(Records from a dataset)

+++

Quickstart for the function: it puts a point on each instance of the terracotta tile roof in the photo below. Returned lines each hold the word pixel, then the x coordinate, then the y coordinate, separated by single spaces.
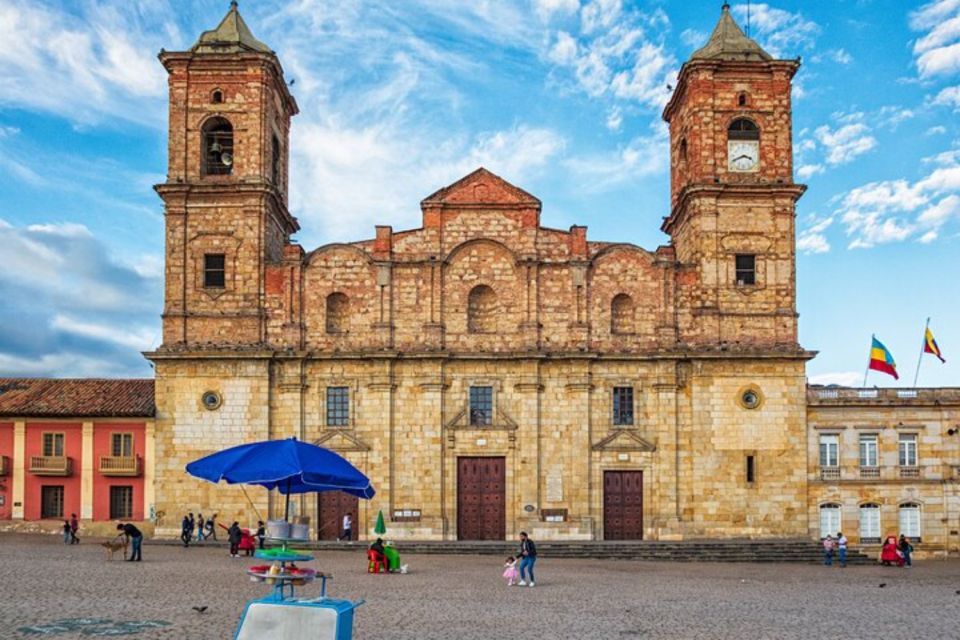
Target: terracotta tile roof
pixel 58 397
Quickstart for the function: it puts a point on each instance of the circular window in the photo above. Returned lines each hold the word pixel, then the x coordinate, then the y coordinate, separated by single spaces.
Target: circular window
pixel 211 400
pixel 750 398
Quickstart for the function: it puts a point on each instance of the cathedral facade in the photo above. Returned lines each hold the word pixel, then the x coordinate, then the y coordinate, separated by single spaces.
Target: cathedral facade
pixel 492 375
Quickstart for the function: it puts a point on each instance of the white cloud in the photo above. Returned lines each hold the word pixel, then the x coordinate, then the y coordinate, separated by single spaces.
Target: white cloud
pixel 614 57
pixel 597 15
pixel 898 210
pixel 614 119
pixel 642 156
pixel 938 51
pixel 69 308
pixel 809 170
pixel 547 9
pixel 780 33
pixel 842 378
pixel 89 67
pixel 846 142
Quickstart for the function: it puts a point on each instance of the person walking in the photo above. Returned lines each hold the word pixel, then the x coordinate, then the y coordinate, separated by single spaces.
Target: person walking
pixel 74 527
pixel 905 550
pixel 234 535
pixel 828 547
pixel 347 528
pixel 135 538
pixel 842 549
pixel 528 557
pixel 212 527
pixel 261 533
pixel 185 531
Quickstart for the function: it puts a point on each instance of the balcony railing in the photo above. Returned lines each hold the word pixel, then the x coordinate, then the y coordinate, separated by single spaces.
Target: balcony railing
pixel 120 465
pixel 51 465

+++

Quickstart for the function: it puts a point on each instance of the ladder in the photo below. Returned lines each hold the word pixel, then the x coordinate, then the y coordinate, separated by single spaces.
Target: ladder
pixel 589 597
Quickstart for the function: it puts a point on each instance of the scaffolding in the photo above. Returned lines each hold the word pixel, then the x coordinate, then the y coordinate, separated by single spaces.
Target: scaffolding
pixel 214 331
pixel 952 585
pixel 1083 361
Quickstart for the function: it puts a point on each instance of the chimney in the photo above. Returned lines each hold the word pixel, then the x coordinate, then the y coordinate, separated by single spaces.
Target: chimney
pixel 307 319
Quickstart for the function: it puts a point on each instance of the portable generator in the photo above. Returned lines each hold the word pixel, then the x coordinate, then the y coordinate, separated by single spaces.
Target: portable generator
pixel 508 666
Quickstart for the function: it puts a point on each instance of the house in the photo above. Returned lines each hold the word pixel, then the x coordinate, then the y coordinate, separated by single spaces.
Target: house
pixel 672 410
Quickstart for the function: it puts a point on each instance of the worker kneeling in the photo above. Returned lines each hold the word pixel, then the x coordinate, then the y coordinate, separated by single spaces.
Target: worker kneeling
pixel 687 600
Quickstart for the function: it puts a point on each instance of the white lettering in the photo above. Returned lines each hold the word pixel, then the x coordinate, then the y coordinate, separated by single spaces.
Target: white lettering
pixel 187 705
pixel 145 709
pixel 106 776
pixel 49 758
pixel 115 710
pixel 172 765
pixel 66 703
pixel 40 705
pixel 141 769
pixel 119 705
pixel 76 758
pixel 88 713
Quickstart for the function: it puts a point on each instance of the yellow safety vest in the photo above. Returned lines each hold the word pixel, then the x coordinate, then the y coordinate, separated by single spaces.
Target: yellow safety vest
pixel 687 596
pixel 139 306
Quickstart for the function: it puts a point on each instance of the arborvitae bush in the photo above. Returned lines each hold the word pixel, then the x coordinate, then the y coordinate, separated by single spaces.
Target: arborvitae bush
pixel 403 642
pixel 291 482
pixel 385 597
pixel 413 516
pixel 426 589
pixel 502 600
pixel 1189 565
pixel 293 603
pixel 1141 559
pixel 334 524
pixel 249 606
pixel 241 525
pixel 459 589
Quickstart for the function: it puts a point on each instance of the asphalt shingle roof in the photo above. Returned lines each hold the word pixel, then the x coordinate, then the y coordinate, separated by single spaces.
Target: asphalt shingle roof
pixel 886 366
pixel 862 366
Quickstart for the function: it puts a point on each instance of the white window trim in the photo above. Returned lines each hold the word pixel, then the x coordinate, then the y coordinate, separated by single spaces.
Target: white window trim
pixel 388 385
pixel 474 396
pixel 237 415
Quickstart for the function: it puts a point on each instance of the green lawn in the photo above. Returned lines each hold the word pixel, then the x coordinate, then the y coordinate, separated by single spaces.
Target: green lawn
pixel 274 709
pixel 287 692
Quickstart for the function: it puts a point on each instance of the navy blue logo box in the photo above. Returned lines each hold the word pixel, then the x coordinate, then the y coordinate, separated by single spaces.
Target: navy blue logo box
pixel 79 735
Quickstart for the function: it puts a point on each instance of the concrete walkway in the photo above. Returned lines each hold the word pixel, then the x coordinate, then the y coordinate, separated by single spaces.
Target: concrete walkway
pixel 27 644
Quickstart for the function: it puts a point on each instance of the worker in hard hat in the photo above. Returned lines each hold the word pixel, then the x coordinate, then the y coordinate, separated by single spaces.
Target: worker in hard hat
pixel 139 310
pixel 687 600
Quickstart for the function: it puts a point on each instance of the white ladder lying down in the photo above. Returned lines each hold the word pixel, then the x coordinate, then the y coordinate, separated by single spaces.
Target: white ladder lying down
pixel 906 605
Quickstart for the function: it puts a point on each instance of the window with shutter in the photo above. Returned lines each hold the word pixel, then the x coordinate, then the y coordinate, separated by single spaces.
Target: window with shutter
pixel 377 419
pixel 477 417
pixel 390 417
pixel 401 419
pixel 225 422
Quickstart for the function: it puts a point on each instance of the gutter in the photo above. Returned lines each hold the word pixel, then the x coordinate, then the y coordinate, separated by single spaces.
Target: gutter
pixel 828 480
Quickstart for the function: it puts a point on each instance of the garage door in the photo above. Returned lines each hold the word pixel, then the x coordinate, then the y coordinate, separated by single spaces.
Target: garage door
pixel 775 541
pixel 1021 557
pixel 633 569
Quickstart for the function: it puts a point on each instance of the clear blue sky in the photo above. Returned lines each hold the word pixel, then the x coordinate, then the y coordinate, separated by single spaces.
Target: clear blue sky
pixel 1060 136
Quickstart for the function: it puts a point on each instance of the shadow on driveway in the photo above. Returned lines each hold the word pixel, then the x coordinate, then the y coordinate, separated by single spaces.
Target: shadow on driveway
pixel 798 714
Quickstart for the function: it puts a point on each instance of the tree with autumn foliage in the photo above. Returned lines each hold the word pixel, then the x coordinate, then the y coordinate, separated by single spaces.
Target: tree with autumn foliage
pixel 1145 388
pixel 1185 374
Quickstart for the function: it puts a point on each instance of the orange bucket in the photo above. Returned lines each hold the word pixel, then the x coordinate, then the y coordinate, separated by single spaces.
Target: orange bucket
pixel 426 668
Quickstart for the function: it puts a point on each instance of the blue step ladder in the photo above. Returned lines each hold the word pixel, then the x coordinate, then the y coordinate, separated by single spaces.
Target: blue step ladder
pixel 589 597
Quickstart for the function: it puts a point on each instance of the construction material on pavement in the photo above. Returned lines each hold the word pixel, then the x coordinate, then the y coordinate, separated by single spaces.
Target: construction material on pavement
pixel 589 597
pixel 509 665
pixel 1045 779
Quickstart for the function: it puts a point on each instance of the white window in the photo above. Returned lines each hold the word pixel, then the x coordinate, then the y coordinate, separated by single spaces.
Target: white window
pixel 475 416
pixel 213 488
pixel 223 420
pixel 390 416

+++

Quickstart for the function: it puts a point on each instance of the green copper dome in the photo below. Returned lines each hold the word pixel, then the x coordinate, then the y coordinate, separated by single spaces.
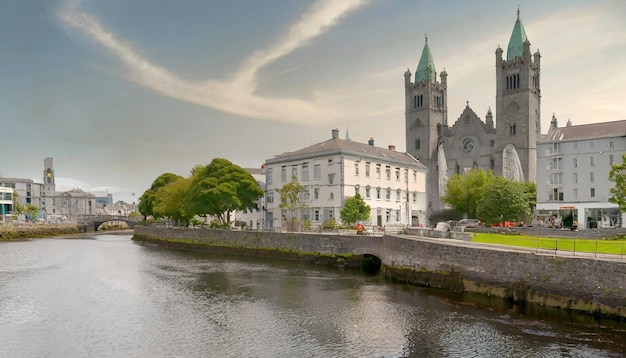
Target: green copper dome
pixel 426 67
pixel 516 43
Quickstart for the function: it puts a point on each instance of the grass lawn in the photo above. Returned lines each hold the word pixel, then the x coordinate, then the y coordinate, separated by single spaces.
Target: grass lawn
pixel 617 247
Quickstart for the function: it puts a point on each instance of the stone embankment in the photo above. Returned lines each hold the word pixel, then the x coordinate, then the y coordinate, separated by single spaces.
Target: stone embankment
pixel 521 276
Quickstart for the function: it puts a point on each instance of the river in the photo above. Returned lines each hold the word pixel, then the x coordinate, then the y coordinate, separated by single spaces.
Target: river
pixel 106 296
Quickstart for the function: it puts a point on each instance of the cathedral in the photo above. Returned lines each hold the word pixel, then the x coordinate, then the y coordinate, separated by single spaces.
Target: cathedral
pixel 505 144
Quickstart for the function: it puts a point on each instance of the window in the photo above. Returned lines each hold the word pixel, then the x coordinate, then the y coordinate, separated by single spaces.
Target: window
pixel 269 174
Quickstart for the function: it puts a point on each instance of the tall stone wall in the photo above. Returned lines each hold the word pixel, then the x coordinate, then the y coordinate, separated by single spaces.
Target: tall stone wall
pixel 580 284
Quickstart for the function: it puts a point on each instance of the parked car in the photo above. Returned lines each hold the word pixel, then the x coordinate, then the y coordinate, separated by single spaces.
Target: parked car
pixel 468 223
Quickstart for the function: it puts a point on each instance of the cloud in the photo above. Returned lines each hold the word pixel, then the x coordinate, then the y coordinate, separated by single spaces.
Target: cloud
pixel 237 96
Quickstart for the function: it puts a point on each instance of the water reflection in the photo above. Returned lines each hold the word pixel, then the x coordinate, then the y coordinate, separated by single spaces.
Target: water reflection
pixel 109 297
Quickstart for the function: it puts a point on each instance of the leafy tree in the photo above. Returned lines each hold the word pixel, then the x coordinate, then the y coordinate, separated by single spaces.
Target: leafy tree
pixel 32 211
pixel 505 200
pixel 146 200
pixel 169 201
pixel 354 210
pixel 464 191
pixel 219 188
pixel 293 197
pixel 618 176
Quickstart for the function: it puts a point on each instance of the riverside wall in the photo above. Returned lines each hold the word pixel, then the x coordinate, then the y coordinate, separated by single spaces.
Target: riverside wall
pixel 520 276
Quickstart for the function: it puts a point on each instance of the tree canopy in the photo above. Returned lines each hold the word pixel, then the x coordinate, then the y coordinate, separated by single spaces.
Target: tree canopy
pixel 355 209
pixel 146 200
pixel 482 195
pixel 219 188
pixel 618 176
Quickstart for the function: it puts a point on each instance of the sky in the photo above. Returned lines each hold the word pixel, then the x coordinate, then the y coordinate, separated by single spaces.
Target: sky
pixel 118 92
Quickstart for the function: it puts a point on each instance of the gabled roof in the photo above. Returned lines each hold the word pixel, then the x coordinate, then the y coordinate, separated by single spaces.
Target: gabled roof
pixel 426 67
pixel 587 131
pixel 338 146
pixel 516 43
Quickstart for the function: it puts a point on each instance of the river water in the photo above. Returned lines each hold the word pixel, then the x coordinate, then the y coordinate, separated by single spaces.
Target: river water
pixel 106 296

+++

_Required action_:
Each line of the entries above that has the word "below" is to be copied.

_Finished task_:
Quickstart for the function: it puts a point on each instance of the terracotta tile roof in the photo below. Returned lines each hold the word pixel, then the x coordinate, then the y coordinate, separated by single spaces.
Quickstart for the function: it puts a point on each instance of the ladder in the photo below. Returned lines each hold the word pixel, then the x coordinate, then the y coordinate, separated by single spaces.
Quickstart for the function: it puts a point on each instance of the green copper dome in the photo below. Returned lines each hold the word pixel, then the x coordinate, then the y coordinate, separated by single spaces.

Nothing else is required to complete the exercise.